I’ve been struggling with pain today.
However, I had a pretty decent day yesterday, so I’m thankful for that. I got to sit and visit with a couple of friends and do a Bible Study together. They both have chronic pain and medical issues too. The three of us each have a different medical condition; however we all have the same chronic pain ‘side effects’. It sure feels good to have a friendship with others who can understand what you’re going through, because they are too. No matter what that entails. When you tell them something you’re feeling or going through, and their eyes light up, and they say,”ME TOO!!!” You both know that you really do understand each other.
What I’m finding out, is that when we reach out and talk with others, we discover that we’re not quite as alone as we think we are. There are so many of us that are secretly fighting diseases, illnesses, disorders and disabilities. Most people can’t see it from looking at our outsides. But so many of us are SCREAMING on the inside. I’ve been finding out that if you say, today I’m hurting, today I’m in a lot of pain, today is a good pain day for me, ect; you find people will be more honest about what they are going through or struggling with also. We are more alike than different, and everyone I know wants to feel like they belong. So why not reach out to each other and be real with each other, stop putting up pretences.
Chronic pain is not only physically painful, it is also Isolating. Debilitating. Exhausting. Depressing. Anxiety provoking. Embarrassing. Self-Esteem deflating. Independence stealing. Dream taking. Life altering. Frustrating. Overwhelming.
We struggle with constantly being exhausted, chronic fatigue goes hand in hand with chronic pain. This fatigue is more than feeling a normal tired, it’s like your bones, muscles, and even your eyeballs are tired, all the way through; and it feels like such a massive effort to do anything. There’s the constant guilt of this too, ‘I wish I could do more for my kids, my husband/wife/partner, I wish I could be there more for my friends.’ ‘I wish I was ok so that the people in my life didn’t have to worry about me all the time.’
With me right now, I wish I could drive, however I can’t drive right now. Even when I don’t need to take my pain meds. Reason being, that I get extremely sharp, electrical shocks that come out of nowhere, with no warning to me, and they jolt across various different places on the left side of my face. When those happen they not only hurt like hell, they scare me as they ‘come out of nowhere’. When they do come out of nowhere, I jump. I can not and will not chance one happening while I am behind the wheel. If I did and I caused an accident, or just wrecked my car, if I hurt someone I love or someone you love, I would never be able to forgive myself. It’s just not worth it. That being said, it’s very frustrating, as I need someone to take me everywhere I need to go. I can’t just jump in the car and go run errands, get to meetings, run something to my kids at school if they needs it. It puts more responsibility on my husband that he shouldn’t have to have. You get the picture. That is hopefully short-term. After I recover from my upcoming brain surgery, I will be able to do my own driving again. At least until it comes back.
Those are more short-term side effects, so to speak.
My last appointment with my Neurosurgeon was before I had the Glycerol Injection surgical procedure. During our office time together ,the day before the surgery, he told us that he now is very sure that my TN* is not only on the outside of the Trigeminal Nerve, from the nerve being exposed and something touching it causing the pain; but mine is also on the inside of my nerves, inside the nerve fibers.

##########

**Brief 1**
Reproduce, word for word, the stretch of the chronic pain post from "Those are more" through "the nerve fibers.".
**Brief 2**
Condense the paragraph of the chronic pain post that begins "With me right now, I wish I could drive" into a short bulleted list that keeps its main facts.
**Brief 3**
Go on with the chronic pain post, picking up right after its final sentence.

**Raw data**
##########

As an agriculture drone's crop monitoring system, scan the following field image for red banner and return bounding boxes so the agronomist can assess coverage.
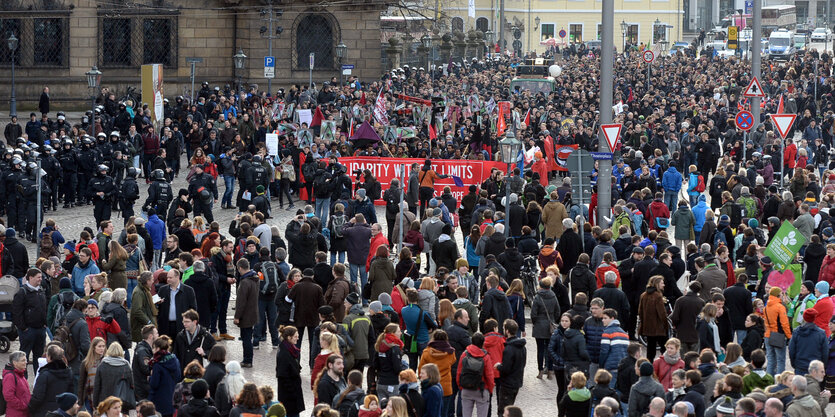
[339,156,507,205]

##########

**Your response 1**
Those are more short-term side effects, so to speak.
My last appointment with my Neurosurgeon was before I had the Glycerol Injection surgical procedure. During our office time together ,the day before the surgery, he told us that he now is very sure that my TN* is not only on the outside of the Trigeminal Nerve, from the nerve being exposed and something touching it causing the pain; but mine is also on the inside of my nerves, inside the nerve fibers.

**Your response 2**
- The writer can't drive right now, even when no pain medication is needed.
- Extremely sharp electrical shocks strike different places on the left side of the writer's face with no warning. They hurt and are frightening, and they make the writer jump.
- The writer won't risk a shock while driving, because causing an accident or hurting someone would be unforgivable.
- Not driving is frustrating. The writer needs a ride everywhere and can't run errands, get to meetings or bring things to the kids at school. This puts extra responsibility on the writer's husband.
- The writer expects to drive again after recovering from upcoming brain surgery, at least until the problem comes back.

**Your response 3**
So, what does that mean for me?
It means things that I haven’t even had a chance to start to process yet.
It means that the plan that I had in place, finally, was no longer going to be able to be my plan, my medical course of action.
It means that I no longer am going to be able to call Dr Sahni when my TN* pain returns after a year or so of relief from my last MVD** and tell him its back, and then proceed to just schedule another MVD** and KNOW that it’s going to work. Which, my friends, let me tell you, knowing you have a plan in place that is for sure going to work for you and you will be pain-free after it, makes the pain you are experiencing at the time WAY, WAY, WAY more bearable.
Because my periods of pain-free time is getting less and less in between brain surgeries. And because we now know it’s also inside the nerve fibers. Now I have to start researching other treatments, options, surgeries, etc. that can now address the internal nerve fibers also. Great! You may be thinking to yourself, ‘so, what’s the big deal? There’s got to be something out there, don’t worry and stress over it, it’ll all work out.’ Ok, yes, you’re probably right, it probably will work out, I probably will find something else. Eventually. The thing is, it’s extremely physically, mentally and emotionally draining to do this.
First, I’ve got to research TN in the internal fibers and figure out what that even means and entails. I have to understand what’s going on, because I feel like if I understand it, then I can fix it. Make sence?
Then, I’ve got to start researching how this can be fixed/helped. Following that, who now does this/these procedures or whatever it is that fixes it, where in the world they are located and how do I get in to see them? Then, when all that happens, I still might not be a candidate for whatever the ‘fix’ may be. Or, maybe I am. And I get an appointment, (probably 2 months down the road, because this is a rare disease that I have and not much funding if any is out there for TN, so there are limited doctors that even know about TN, and even a smaller amount that specialize in it). After all that’s said and done, I make it to my appointment and have the procedure/treatment preformed, well, then whose to say it does work for me? I’m not being a pessimist, not at all, but I am being a realist. I have been through this dance for many, many, many years. Actively for 14 years. Most of the medications, procedures, surgeries that I have had, haven’t work, in fact a few have even made it worse for me. And in the meantime, I am in some major pain.
I have done it before and I will do it again. It just kinda sucks that I have to, you know?
The part that’s really been a struggle for me this time, is that I had a life going and plans for my future that now need to be rerouted because those roads are now closed.
I was going to start school, (Community College), this fall. I was going to be taking some classes, all my basics and all the ones that go along with and transfer to a nearby University’s Interior Design program. I was going to take the general classes at the local community college over the next three years as the rest of our kids that are still at home finish up their high school years. Then when they graduate and go off to college, I was going to transfer to the nearby University and dig into the Interior Design specific program. After I graduated from the university with my degree, I was going to open my own design business. I was really excited about this!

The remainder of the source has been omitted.